_Objective 1_. Translate this sentence from the passage about Oliver's return to school into Spanish: "I am hoping with my whole soul that he is allowed to go back to school."
_Objective 2_. According to the passage about Oliver's return to school, what edict was issued about his dressing gown?
_Objective 3_. From the passage about Oliver's return to school, write out everything from "Obviously I do" down to "and washed tomorrow.".

======== Page

I mean properly carries on, with sports and dance and friendships and comradeliness.

I am hoping with my whole soul that he is allowed to go back to school. 

Even if he is, we have now been told that he has got to be tested for bat flu before he is allowed to go. I am not impressed with this, partly because it does not sound as if the tests always work very well, and so the result that you get is only marginally more effective than tossing a coin, but also I am depressed to think that he is going to become a statistic on the Government’s gloomy roll-call of bat-flu guilty verdicts. 

Obviously I do not think he is likely to be found guilty, he is hardly likely to catch bat flu from his computer, and he has not been anywhere else lately. He has been adventuring through the cyber-universe with his dorm mates. They are all over the world, but their voices are inside Oliver’s computer, and he has been bouncing with happy sociability, without even needing to get dressed. 

He is more likely to catch something nasty from his dressing gown, and I have issued an edict that it is to be scraped off and washed tomorrow.

================
======== Records provided

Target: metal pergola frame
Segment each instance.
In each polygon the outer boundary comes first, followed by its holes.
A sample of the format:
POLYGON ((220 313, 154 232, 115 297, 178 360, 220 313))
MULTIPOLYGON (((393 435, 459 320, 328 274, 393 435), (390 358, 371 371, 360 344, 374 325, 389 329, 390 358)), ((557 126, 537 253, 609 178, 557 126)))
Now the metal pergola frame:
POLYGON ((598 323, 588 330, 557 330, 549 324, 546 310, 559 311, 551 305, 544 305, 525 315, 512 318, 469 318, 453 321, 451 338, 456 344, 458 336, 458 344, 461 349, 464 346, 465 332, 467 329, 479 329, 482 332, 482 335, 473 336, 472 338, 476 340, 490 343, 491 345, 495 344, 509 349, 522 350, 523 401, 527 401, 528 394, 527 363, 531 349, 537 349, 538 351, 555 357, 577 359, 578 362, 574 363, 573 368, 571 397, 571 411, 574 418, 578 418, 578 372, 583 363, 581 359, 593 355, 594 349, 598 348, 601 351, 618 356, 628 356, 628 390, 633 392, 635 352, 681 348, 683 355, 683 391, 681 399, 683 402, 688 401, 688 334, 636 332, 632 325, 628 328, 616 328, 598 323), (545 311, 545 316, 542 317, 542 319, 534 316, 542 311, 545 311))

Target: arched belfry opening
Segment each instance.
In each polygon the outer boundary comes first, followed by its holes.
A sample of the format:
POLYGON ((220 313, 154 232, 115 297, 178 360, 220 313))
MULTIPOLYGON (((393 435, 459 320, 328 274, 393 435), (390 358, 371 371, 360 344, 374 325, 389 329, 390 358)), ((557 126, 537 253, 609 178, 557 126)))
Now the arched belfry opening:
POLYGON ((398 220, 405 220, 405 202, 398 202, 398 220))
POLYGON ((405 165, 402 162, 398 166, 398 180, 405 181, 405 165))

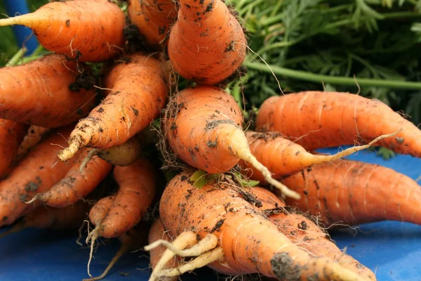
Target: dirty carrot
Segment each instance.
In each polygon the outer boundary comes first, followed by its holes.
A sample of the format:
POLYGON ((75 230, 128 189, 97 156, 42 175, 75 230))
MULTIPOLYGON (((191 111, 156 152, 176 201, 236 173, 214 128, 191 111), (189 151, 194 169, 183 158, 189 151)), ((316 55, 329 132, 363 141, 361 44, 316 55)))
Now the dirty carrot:
POLYGON ((9 174, 0 182, 0 226, 8 225, 34 204, 25 202, 57 183, 72 165, 57 159, 57 152, 66 143, 72 126, 61 128, 36 145, 9 174))
POLYGON ((224 173, 240 159, 260 171, 265 179, 286 196, 298 197, 272 178, 251 154, 241 124, 241 110, 222 89, 200 86, 180 91, 169 103, 163 127, 169 145, 189 165, 210 174, 224 173))
POLYGON ((124 13, 107 0, 50 2, 33 13, 0 20, 0 27, 11 25, 31 28, 44 48, 79 61, 105 60, 124 43, 124 13))
POLYGON ((288 205, 320 216, 326 226, 384 220, 421 224, 421 188, 410 178, 382 166, 337 160, 283 180, 300 193, 288 205))
POLYGON ((72 158, 80 148, 106 149, 122 144, 158 117, 165 106, 168 68, 158 60, 140 53, 128 57, 112 69, 106 88, 112 89, 89 116, 81 119, 58 155, 72 158))
POLYGON ((246 44, 241 25, 222 1, 180 1, 168 49, 182 77, 201 84, 220 83, 241 65, 246 44))
POLYGON ((127 9, 132 23, 138 27, 146 43, 162 48, 171 25, 177 18, 173 0, 130 0, 127 9))
POLYGON ((78 75, 76 63, 57 54, 0 68, 0 118, 47 128, 79 120, 93 107, 95 91, 78 75))
POLYGON ((328 258, 312 258, 232 185, 220 181, 218 186, 208 183, 196 188, 189 181, 192 174, 185 171, 171 181, 162 195, 159 214, 173 237, 192 230, 202 240, 210 234, 218 237, 218 246, 203 255, 207 256, 201 261, 213 261, 210 267, 224 273, 260 273, 281 280, 307 280, 316 276, 320 280, 365 280, 328 258))
POLYGON ((23 123, 0 119, 0 178, 8 174, 28 127, 23 123))
POLYGON ((256 130, 278 131, 313 150, 367 143, 379 136, 402 131, 376 145, 421 157, 421 131, 386 104, 342 92, 305 91, 274 96, 261 105, 256 130))
POLYGON ((88 148, 81 150, 79 159, 60 182, 46 192, 38 193, 27 203, 40 200, 47 206, 63 207, 88 195, 105 178, 112 168, 112 164, 101 158, 94 157, 88 163, 86 169, 80 173, 81 162, 88 153, 88 148))
MULTIPOLYGON (((381 136, 366 145, 354 146, 333 155, 313 155, 301 145, 283 138, 279 133, 276 132, 259 133, 249 131, 246 133, 246 136, 251 153, 260 163, 267 167, 273 174, 274 178, 281 178, 295 174, 308 166, 330 162, 368 148, 377 141, 392 137, 397 133, 399 131, 381 136)), ((242 160, 240 162, 240 165, 248 177, 258 180, 260 183, 264 182, 265 178, 261 173, 256 171, 253 166, 242 160)))

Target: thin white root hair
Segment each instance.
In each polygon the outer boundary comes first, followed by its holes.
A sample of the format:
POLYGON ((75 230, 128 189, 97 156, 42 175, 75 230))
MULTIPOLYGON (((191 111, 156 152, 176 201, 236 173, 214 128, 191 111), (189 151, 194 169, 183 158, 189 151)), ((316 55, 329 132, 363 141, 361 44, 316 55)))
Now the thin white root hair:
POLYGON ((189 249, 184 250, 180 250, 178 247, 173 245, 172 243, 164 240, 156 240, 153 243, 149 244, 147 246, 147 249, 146 249, 146 247, 145 249, 147 251, 150 251, 152 249, 161 245, 165 246, 173 251, 174 254, 180 256, 198 256, 208 251, 211 250, 212 249, 214 249, 218 245, 218 237, 213 234, 208 234, 197 244, 193 245, 189 249))
POLYGON ((205 254, 201 254, 197 258, 185 263, 176 268, 166 269, 156 273, 158 277, 173 277, 181 275, 182 274, 187 272, 192 271, 196 268, 200 268, 208 264, 213 263, 215 261, 218 261, 224 257, 224 251, 220 247, 216 247, 214 249, 207 251, 205 254))

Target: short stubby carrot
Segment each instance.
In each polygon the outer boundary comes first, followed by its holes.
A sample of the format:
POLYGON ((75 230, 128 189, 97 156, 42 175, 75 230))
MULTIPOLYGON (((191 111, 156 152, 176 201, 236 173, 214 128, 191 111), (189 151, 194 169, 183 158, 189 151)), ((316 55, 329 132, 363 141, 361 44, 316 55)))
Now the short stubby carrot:
POLYGON ((169 103, 163 127, 173 152, 189 165, 219 174, 241 159, 286 196, 299 197, 273 179, 251 154, 242 122, 241 110, 231 95, 216 87, 199 86, 183 89, 169 103))
POLYGON ((28 127, 24 123, 0 119, 0 178, 8 173, 28 127))
MULTIPOLYGON (((370 145, 394 133, 381 136, 366 145, 354 146, 333 155, 313 155, 301 145, 282 137, 277 132, 246 132, 251 153, 273 174, 274 178, 294 174, 312 165, 330 162, 366 149, 370 145)), ((252 165, 240 160, 243 173, 250 178, 265 183, 262 174, 252 165)))
POLYGON ((57 183, 73 164, 57 159, 71 126, 61 128, 36 145, 9 174, 0 182, 0 226, 8 225, 27 209, 36 204, 25 202, 57 183))
POLYGON ((130 0, 127 12, 146 43, 162 48, 171 25, 177 18, 173 0, 130 0))
POLYGON ((152 56, 135 53, 128 63, 115 65, 105 84, 111 92, 89 115, 76 125, 62 161, 88 146, 109 148, 126 143, 146 128, 165 106, 168 92, 166 65, 152 56))
POLYGON ((352 160, 316 165, 283 180, 302 196, 288 205, 321 216, 326 226, 384 220, 421 224, 421 188, 382 166, 352 160))
POLYGON ((79 172, 81 162, 89 149, 81 151, 79 159, 60 182, 45 192, 38 193, 32 200, 41 201, 47 206, 63 207, 83 198, 92 192, 109 173, 112 164, 100 157, 94 157, 79 172))
POLYGON ((72 87, 78 74, 75 62, 57 54, 0 68, 0 118, 58 128, 86 116, 95 91, 72 87))
POLYGON ((366 280, 328 258, 312 258, 231 184, 220 181, 196 188, 189 181, 192 174, 182 172, 168 183, 159 214, 173 237, 185 230, 202 240, 209 234, 217 237, 223 262, 215 261, 210 267, 224 273, 260 273, 280 280, 366 280))
POLYGON ((34 13, 0 20, 0 27, 11 25, 31 28, 44 48, 79 61, 105 60, 124 44, 124 13, 107 0, 52 1, 34 13))
POLYGON ((234 74, 246 57, 243 29, 221 0, 180 0, 168 55, 182 77, 214 85, 234 74))
POLYGON ((421 157, 421 131, 386 104, 342 92, 305 91, 274 96, 261 105, 256 130, 281 133, 309 150, 368 143, 421 157))

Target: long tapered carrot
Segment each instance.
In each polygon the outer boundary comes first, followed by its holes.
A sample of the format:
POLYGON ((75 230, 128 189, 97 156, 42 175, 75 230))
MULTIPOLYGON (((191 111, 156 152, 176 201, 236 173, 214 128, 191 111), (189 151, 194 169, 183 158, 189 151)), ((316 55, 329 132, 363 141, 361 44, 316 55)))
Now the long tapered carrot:
POLYGON ((117 54, 124 24, 124 13, 107 0, 50 2, 34 13, 0 20, 0 27, 25 25, 46 49, 86 62, 117 54))
POLYGON ((0 178, 8 173, 29 126, 0 119, 0 178))
POLYGON ((224 261, 215 261, 210 267, 223 273, 260 273, 280 280, 307 280, 316 276, 320 280, 366 280, 328 258, 312 258, 230 184, 219 182, 196 188, 189 181, 191 176, 183 172, 170 181, 159 214, 173 237, 185 230, 193 230, 202 239, 208 233, 217 236, 224 261))
POLYGON ((278 211, 270 214, 270 219, 278 230, 295 244, 314 256, 327 256, 338 261, 344 268, 370 280, 375 280, 375 275, 369 268, 351 256, 342 252, 332 240, 327 232, 302 214, 288 212, 281 207, 285 203, 267 189, 255 187, 250 192, 262 202, 261 209, 278 211))
POLYGON ((73 164, 57 159, 72 126, 57 130, 35 146, 7 178, 0 182, 0 226, 8 225, 35 204, 25 202, 57 183, 73 164))
POLYGON ((216 87, 200 86, 179 92, 167 109, 163 128, 171 150, 189 165, 218 174, 241 159, 286 196, 299 197, 274 180, 251 154, 242 122, 241 110, 232 96, 216 87))
POLYGON ((95 91, 72 88, 78 74, 75 62, 57 54, 1 68, 0 118, 48 128, 79 120, 93 107, 95 91))
POLYGON ((385 103, 341 92, 306 91, 271 97, 260 107, 256 130, 281 133, 309 150, 368 143, 421 157, 421 131, 385 103))
POLYGON ((156 48, 166 45, 164 39, 177 18, 173 0, 130 0, 127 12, 147 44, 156 48))
POLYGON ((128 59, 107 75, 106 88, 112 91, 76 125, 69 147, 58 155, 62 160, 85 146, 105 149, 122 144, 159 115, 168 91, 166 65, 141 53, 128 59))
POLYGON ((88 149, 81 151, 79 159, 65 177, 45 192, 38 193, 28 203, 36 200, 47 206, 63 207, 75 203, 88 195, 109 173, 112 164, 99 157, 90 161, 80 173, 81 162, 89 153, 88 149))
POLYGON ((180 0, 168 55, 176 72, 214 85, 235 72, 246 57, 243 29, 221 0, 180 0))
POLYGON ((383 220, 421 224, 421 188, 382 166, 351 160, 317 165, 283 182, 302 195, 287 204, 321 216, 327 226, 383 220))
MULTIPOLYGON (((393 137, 396 133, 381 136, 366 145, 349 148, 333 155, 313 155, 301 145, 287 138, 279 133, 259 133, 248 131, 246 133, 251 153, 274 174, 274 178, 295 174, 312 165, 330 162, 362 150, 383 138, 393 137)), ((263 183, 265 178, 259 171, 246 162, 241 160, 240 165, 250 178, 263 183)))

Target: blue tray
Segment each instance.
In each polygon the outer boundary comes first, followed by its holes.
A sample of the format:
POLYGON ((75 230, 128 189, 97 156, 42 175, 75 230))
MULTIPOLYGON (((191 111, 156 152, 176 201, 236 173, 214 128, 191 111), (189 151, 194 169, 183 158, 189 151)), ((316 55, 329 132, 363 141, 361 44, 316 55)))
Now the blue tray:
MULTIPOLYGON (((321 150, 334 152, 335 150, 321 150)), ((417 178, 421 174, 421 159, 398 155, 385 161, 373 152, 359 152, 348 157, 377 163, 417 178)), ((88 277, 86 263, 89 250, 76 243, 77 235, 39 230, 26 230, 0 240, 0 280, 73 281, 88 277), (58 236, 58 237, 56 237, 58 236)), ((421 280, 421 226, 400 222, 369 223, 354 231, 351 229, 333 234, 340 248, 376 273, 381 281, 421 280)), ((100 245, 95 253, 91 272, 101 273, 119 244, 112 241, 100 245)), ((125 255, 105 280, 147 280, 150 270, 146 254, 125 255)), ((210 270, 202 268, 183 275, 182 280, 216 280, 210 270)))

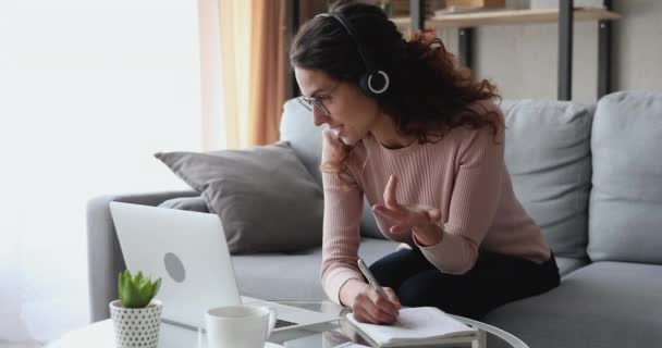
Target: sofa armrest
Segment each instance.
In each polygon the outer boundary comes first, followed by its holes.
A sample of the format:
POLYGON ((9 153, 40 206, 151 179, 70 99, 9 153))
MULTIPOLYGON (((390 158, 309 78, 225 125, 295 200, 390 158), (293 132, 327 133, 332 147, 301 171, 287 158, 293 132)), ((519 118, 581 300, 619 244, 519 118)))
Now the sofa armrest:
POLYGON ((93 322, 110 318, 108 303, 118 298, 118 274, 126 269, 115 227, 111 201, 158 206, 177 197, 199 196, 194 190, 99 196, 87 202, 87 268, 89 313, 93 322))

================

_Written answer 1_. Espero con toda mi alma que le permitan volver a la escuela.

_Written answer 2_. It is to be scraped off and washed tomorrow.

_Written answer 3_.
Obviously I do not think he is likely to be found guilty, he is hardly likely to catch bat flu from his computer, and he has not been anywhere else lately. He has been adventuring through the cyber-universe with his dorm mates. They are all over the world, but their voices are inside Oliver’s computer, and he has been bouncing with happy sociability, without even needing to get dressed. 

He is more likely to catch something nasty from his dressing gown, and I have issued an edict that it is to be scraped off and washed tomorrow.